• _TEXT SEGMENT_
----------------------------------------

Let's assume that we somehow know whether a tenure candidate is a good or bad reviewer. Should it be a factor in employment decisions? I say no: if an individual excels at research and teaching but is a lousy reviewer, I think they should get tenure and/or be promoted based on the fact that they are doing well at the most important aspects of their job.

Being a reviewer shows a commitment to professional service and is also an indication of how well respected and visible someone is in their field. Visibility and respect are important at all career stages, but can be particularly important in promotion to professor at a research university. Even so, there are other indicators of this.

But let's say we still want to know if someone is a good or bad reviewer. One possible indirect indicator of reviewer quality might be the number of reviews someone is asked to do. Those who are lousy reviewers may not get asked to do m/any reviews, and this fact may show up in the numbers, although there are other explanations for minimal reviewing activity.

Can reviewing activity over time be an indicator? Not necessarily. For example, if someone's CV shows that they used to do a lot of reviews and now do not, there are several possible explanations:

- They did such bad or late reviews, or never returned promised reviews, that editors stopped inviting them.

- The topics in which they are most expert used to be well represented in the literature, but now are not.

----------------------------------------

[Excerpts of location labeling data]
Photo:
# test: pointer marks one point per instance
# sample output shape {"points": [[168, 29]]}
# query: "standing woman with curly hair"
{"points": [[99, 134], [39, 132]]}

----------------------------------------

• _WRITTEN TASKS_
A – In two sentences, what does the passage on peer reviewing and tenure say?
B – Could you reproduce the passage on peer reviewing and tenure from "Being a reviewer" up to and including "indicators of this.", switching "professional service" to "academic service"?
C – Can you continue the passage on peer reviewing and tenure from where it stops?

• _EXPECTED ANSWERS_
A – Being a poor reviewer should not stand in the way of tenure or promotion for someone who excels at research and teaching, though reviewing does show a commitment to professional service and how respected and visible a person is in their field. The number of reviews someone is asked to do might indirectly indicate reviewer quality, but neither minimal reviewing activity nor a decline in it over time necessarily means someone is a bad reviewer, since other explanations exist.

B –
Being a reviewer shows a commitment to academic service and is also an indication of how well respected and visible someone is in their field. Visibility and respect are important at all career stages, but can be particularly important in promotion to professor at a research university. Even so, there are other indicators of this.

C –
- Their field of research got more crowded with time, so there is a larger pool of possible reviewers.

- They got too busy with other things and stopped accepting most requests to review.

It may be impossible to tell which of these, if any, is the relevant explanation, so I would hesitate to make inferences from a CV or other document that records a decrease in reviewing activity over time.

Bad reviewers and review-shirkers are annoying, especially since they rely on the reviewing work of others to get their own papers published, but I don't think there should be any major overt punishment of bad reviewers. Although it may seem that review-shirkers are getting away with something, they are losing the opportunity to play a role in the peer review process, to be a constructive influence in their field, and to be respected by editors and others for their reviewing wisdom and efforts. That's their loss, and an appropriate consequence for being a bad reviewer.